**Aim A**:
Please return the Spark mailing list thread below in full, word for word.

-- START OF Selected text --

You are viewing a plain text version of this content. The canonical link for it is here.

Posted to user@spark.apache.org by Dan Dutrow <da...@gmail.com> on 2016/01/21 18:11:15 UTC

Recovery for Spark Streaming Kafka Direct with OffsetOutOfRangeException

Hey Cody, I would have responded to the mailing list but it looks like this
thread got aged off. I have the problem where one of my topics dumps more
data than my spark job can keep up with. We limit the input rate with
maxRatePerPartition Eventually, when the data is aged off, I get the
OffsetOutOfRangeException from Kafka, as we would expect. As we work
towards more efficient processing of that topic, or get more resources, I'd
like to be able to log the error and continue the application without
failing. Is there a place where I can catch that error before it gets to
org.apache.spark.util.Utils$.logUncaughtExceptions ? Maybe somewhere in
DirectKafkaInputDStream::compute?

https://mail-archives.apache.org/mod_mbox/spark-user/201512.mbox/%3CCAKWX9VUoNd4ATGF+0TkNJ+9=b8r2nr9Pt7SbgR-Bv4NntTk-xw@mail.gmail.com%3E
-- 
Dan ✆

Re: Recovery for Spark Streaming Kafka Direct with OffsetOutOfRangeException

Posted by Cody Koeninger <co...@koeninger.org>.

Looks like this response did go to the list.

As far as OffsetOutOfRange goes, right now that's an unrecoverable error,
because it breaks the underlying invariants (e.g. that the number of
messages in a partition is deterministic once the RDD is defined)

-- END OF Selected text --

**Aim B**:
Return each line of the records below that contains the word "wrinkled".

-- START OF The data --

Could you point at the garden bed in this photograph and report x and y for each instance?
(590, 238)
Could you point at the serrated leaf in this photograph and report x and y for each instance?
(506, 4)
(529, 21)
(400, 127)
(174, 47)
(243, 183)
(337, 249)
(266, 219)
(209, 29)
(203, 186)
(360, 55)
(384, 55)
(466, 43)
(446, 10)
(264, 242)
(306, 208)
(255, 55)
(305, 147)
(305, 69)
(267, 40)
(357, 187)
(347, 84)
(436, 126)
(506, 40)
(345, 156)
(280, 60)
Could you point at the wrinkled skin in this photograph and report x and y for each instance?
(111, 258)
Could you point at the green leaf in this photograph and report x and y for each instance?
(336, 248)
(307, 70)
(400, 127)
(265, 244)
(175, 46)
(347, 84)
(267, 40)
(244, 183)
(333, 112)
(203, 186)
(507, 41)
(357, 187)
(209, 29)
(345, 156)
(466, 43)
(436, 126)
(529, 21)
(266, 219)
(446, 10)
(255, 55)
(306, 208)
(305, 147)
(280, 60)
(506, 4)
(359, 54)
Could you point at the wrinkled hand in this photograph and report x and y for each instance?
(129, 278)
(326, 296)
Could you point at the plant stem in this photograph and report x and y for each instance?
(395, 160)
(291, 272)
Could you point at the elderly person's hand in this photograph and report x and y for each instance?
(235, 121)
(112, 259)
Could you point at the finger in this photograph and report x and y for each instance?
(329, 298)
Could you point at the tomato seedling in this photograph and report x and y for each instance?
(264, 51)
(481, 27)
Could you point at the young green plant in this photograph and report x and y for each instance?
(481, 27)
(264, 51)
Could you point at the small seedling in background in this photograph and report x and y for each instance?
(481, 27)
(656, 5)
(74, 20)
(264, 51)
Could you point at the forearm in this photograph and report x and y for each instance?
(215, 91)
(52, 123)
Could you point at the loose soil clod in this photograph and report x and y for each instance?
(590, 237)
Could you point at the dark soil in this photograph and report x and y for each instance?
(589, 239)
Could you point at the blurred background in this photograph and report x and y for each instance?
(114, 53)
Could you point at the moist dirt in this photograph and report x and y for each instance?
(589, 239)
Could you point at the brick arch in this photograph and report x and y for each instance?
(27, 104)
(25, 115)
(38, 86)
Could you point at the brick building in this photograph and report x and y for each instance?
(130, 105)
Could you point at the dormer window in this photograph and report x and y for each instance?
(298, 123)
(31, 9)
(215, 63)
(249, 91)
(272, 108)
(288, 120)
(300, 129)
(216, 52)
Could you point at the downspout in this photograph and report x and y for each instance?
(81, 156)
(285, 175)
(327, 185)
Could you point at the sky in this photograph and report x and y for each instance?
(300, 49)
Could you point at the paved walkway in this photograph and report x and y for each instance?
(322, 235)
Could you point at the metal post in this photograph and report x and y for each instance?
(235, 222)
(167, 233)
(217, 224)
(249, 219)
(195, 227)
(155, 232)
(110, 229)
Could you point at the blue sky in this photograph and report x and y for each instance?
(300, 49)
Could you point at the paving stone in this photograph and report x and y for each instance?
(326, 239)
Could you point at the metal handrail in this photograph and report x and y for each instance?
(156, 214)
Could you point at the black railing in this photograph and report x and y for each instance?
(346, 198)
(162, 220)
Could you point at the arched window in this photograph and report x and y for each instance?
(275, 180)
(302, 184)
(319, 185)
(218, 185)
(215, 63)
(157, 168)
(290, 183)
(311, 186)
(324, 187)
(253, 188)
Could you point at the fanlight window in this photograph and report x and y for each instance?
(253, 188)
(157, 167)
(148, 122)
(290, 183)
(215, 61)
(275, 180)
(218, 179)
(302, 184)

-- END OF The data --
-- START OF The data --

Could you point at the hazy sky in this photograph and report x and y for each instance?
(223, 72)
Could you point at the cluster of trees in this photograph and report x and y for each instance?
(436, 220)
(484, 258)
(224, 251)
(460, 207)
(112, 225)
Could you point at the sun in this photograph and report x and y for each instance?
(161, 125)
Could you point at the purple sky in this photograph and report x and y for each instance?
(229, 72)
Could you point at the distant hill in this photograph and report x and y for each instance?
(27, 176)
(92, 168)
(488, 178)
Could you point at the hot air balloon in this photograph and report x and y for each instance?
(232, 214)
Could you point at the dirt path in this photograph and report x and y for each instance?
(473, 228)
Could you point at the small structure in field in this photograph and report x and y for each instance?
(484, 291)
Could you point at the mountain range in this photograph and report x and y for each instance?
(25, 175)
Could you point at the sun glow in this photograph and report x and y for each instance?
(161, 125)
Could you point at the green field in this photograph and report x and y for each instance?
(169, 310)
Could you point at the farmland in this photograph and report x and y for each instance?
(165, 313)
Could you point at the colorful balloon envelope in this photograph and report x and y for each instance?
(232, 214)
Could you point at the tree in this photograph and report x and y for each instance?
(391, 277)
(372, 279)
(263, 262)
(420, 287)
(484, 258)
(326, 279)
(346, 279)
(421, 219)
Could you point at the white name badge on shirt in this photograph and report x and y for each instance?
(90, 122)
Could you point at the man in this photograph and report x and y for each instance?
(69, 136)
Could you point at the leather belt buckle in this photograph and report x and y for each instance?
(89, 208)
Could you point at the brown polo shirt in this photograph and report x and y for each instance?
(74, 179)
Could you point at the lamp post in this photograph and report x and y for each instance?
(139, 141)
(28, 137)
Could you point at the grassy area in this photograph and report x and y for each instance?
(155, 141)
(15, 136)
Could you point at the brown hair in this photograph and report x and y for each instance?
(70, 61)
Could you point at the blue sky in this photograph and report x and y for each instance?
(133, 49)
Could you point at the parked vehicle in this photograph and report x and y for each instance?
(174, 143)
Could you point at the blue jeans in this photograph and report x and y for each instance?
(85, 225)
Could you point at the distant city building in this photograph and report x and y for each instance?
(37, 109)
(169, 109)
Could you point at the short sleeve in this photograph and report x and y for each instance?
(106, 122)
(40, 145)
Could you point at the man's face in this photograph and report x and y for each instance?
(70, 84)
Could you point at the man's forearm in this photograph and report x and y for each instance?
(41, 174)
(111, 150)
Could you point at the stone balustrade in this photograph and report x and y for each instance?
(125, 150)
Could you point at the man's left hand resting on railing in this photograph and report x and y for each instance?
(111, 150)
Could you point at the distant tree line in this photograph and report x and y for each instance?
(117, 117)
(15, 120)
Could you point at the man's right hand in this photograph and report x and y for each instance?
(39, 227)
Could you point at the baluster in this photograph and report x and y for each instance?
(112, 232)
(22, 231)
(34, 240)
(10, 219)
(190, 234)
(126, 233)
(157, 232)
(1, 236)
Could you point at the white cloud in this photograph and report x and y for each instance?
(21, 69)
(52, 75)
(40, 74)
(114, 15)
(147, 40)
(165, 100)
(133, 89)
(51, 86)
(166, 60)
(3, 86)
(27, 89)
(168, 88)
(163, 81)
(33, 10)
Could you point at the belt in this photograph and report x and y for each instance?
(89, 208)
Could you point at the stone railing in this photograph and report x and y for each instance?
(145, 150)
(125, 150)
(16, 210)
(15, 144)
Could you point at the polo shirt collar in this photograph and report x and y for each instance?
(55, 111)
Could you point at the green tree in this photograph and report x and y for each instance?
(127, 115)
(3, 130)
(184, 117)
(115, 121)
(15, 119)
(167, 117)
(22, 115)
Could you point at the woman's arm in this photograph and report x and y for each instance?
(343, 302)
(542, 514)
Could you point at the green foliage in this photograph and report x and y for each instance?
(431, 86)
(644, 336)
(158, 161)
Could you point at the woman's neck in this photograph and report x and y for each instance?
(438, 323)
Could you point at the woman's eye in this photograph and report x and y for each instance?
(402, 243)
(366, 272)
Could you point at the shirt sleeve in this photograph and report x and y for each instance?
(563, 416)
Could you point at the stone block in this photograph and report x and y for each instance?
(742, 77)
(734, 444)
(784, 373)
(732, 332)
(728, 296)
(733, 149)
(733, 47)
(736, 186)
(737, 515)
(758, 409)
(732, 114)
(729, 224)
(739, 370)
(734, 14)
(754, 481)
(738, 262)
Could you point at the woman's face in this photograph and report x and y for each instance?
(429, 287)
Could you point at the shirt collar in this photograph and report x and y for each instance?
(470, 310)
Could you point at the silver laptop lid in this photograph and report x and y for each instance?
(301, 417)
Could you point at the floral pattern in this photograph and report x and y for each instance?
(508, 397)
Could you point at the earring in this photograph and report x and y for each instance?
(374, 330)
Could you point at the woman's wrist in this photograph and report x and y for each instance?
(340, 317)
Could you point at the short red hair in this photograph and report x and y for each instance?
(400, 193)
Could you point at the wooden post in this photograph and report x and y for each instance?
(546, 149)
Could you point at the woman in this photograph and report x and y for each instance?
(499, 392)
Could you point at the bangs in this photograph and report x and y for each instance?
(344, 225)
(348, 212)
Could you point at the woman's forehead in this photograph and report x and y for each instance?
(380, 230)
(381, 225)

-- END OF The data --
-- START OF The data --

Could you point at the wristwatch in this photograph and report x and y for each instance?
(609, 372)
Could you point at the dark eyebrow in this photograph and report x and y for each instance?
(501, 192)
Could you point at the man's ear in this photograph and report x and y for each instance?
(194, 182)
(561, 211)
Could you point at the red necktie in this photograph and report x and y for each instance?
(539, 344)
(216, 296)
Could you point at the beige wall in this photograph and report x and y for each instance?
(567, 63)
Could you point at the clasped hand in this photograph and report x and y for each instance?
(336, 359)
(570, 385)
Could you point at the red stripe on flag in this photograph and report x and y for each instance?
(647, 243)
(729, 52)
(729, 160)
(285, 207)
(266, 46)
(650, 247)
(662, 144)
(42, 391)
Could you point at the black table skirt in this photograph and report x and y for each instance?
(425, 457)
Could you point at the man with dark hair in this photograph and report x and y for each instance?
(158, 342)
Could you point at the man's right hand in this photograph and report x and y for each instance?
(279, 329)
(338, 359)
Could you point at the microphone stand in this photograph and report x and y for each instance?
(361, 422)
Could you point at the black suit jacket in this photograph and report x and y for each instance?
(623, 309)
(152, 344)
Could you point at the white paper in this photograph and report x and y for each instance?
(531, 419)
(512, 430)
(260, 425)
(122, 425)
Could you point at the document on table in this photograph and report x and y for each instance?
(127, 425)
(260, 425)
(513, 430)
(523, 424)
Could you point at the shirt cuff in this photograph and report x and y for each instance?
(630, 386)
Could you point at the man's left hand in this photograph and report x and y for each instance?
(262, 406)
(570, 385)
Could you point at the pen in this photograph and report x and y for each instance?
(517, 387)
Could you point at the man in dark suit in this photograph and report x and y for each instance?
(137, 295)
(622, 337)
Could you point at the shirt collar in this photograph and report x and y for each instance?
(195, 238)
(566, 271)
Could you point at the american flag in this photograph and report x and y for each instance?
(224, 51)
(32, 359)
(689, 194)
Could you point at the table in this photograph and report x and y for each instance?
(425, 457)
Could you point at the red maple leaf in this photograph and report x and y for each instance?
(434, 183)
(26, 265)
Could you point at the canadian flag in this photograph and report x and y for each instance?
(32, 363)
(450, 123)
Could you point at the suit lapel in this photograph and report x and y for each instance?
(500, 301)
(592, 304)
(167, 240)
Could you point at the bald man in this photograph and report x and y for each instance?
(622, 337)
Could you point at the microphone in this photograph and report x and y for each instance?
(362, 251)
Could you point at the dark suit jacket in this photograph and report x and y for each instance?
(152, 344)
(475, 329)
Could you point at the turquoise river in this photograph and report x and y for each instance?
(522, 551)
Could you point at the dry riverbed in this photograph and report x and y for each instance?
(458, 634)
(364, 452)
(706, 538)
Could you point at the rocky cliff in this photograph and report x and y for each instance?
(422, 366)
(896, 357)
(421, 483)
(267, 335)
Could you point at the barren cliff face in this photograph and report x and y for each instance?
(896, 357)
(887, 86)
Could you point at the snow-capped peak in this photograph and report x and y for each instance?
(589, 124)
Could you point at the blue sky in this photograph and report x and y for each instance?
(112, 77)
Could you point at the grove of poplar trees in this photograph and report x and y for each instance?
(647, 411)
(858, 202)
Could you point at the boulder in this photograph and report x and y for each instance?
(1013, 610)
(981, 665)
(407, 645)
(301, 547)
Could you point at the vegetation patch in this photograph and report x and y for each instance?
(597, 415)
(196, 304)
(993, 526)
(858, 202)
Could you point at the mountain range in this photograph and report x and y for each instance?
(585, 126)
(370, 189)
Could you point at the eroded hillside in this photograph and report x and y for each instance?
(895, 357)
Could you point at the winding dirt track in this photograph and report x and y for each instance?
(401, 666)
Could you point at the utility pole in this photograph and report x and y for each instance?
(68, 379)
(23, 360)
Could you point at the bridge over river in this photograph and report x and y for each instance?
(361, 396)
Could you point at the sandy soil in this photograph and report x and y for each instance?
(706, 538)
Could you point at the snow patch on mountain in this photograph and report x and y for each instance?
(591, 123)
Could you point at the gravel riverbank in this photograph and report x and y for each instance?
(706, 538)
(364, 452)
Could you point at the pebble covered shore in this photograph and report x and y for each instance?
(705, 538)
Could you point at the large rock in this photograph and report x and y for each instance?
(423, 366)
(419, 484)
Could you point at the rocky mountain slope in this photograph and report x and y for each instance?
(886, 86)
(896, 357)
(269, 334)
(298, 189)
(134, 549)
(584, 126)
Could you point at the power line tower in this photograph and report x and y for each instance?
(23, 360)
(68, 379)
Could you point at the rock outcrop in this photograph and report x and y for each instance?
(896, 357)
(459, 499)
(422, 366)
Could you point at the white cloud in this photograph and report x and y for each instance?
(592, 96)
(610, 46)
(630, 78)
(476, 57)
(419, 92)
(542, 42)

-- END OF The data --

**Answer A**:
You are viewing a plain text version of this content. The canonical link for it is here.

Posted to user@spark.apache.org by Dan Dutrow <da...@gmail.com> on 2016/01/21 18:11:15 UTC

Recovery for Spark Streaming Kafka Direct with OffsetOutOfRangeException

Hey Cody, I would have responded to the mailing list but it looks like this
thread got aged off. I have the problem where one of my topics dumps more
data than my spark job can keep up with. We limit the input rate with
maxRatePerPartition Eventually, when the data is aged off, I get the
OffsetOutOfRangeException from Kafka, as we would expect. As we work
towards more efficient processing of that topic, or get more resources, I'd
like to be able to log the error and continue the application without
failing. Is there a place where I can catch that error before it gets to
org.apache.spark.util.Utils$.logUncaughtExceptions ? Maybe somewhere in
DirectKafkaInputDStream::compute?

https://mail-archives.apache.org/mod_mbox/spark-user/201512.mbox/%3CCAKWX9VUoNd4ATGF+0TkNJ+9=b8r2nr9Pt7SbgR-Bv4NntTk-xw@mail.gmail.com%3E
-- 
Dan ✆

Re: Recovery for Spark Streaming Kafka Direct with OffsetOutOfRangeException

Posted by Cody Koeninger <co...@koeninger.org>.

Looks like this response did go to the list.

As far as OffsetOutOfRange goes, right now that's an unrecoverable error,
because it breaks the underlying invariants (e.g. that the number of
messages in a partition is deterministic once the RDD is defined)

**Answer B**:
Could you point at the wrinkled skin in this photograph and report x and y for each instance?
Could you point at the wrinkled hand in this photograph and report x and y for each instance?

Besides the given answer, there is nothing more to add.